* begin Passage given *
China cuts import duties; Japan exports more to the US; Australia pressed by China; Panama Canal volumes low; NZ$1 = 73.1 US¢, TWI-5 = 77.2

Here's my summary of the key issues from overnight that affect New Zealand, remembering that both New York and London are on a long weekend holiday.

China announced overnight that they are to cut import duties for some high-profile consumer products starting in June by about a half as an "important measure to create stable growth and push forward structural reform". Their stated goal is to reduce import tariffs on some consumers goods to stoke domestic spending and support the slowing economy at a time when record numbers of cash-rich Chinese tourists are splurging overseas. They also want to restrain local fake goods supply to improve their IP protection reputation.

In Japan, trade data out overnight showed that, although they moved back into a trade deficit in April after logging its first surplus in almost three years in March, the shortfall shrank significantly year on year, thanks to stronger exports especially to the US and lower energy bills.

And staying in Japan, they have signaled they will be importing more butter this year because of past troubles with supply.
* end Passage given *
■ **Set tasks**
1. Answer these from the overnight trade summary:
(a) By roughly how much will China cut import duties on some consumer products, and from when?
(b) What two things helped shrink Japan's trade shortfall year on year in April?
(c) What reason is given for Japan importing more butter this year?
2. Carry the overnight trade summary forward from its last paragraph with a few more paragraphs in the same style.
* begin Data block *
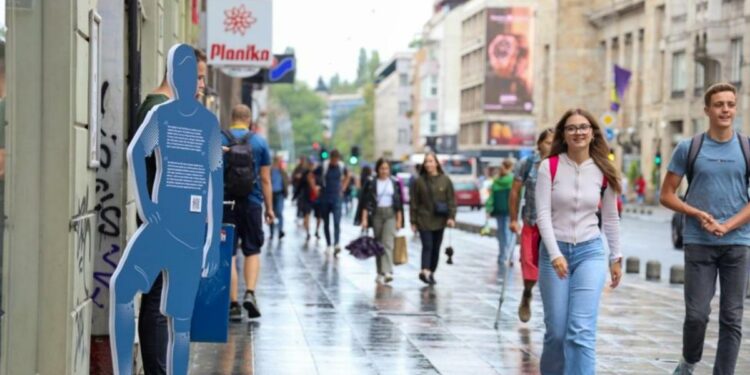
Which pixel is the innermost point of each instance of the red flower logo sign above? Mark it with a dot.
(238, 20)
* end Data block *
■ **Task-by-task outputs**
1.
(a) By about half, starting in June.
(b) Stronger exports, especially to the US, and lower energy bills.
(c) Past troubles with supply.

2.
In Australia, they are getting some hard lessons in realpolitik. China is using its trade muscle to try and shift Australia's close relationship with the US by befriending Brazil. It's a game being played with high stakes; a US$50 bln round has just been played.

The nature of world trade is changing and that is affecting the volume of trade. The value may be increasing as goods get lighter, smaller and cheaper, but the amount that goes by sea is shrinking. And the traffic levels in the Panama Canal show the transition clearly. Air freight is now a much more cost effective option.

In New York, bond markets are closed so the UST 10yr benchmark yield is still at 2.21%.

The US oil markets are also closed and the US benchmark price is still just under US$60/barrel again, while Brent crude is at US$65/barrel.

The gold price is marginally lower at US$1,204/oz.

The New Zealand dollar starts today pretty much unchanged at 73.1 US¢, at 93.4 AU¢, and at 66.6 euro cents. The TWI-5 is at 77.2.

If you want to catch up with all the local changes yesterday, we have an update here.

The easiest place to stay up with event risk today is by following our Economic Calendar here »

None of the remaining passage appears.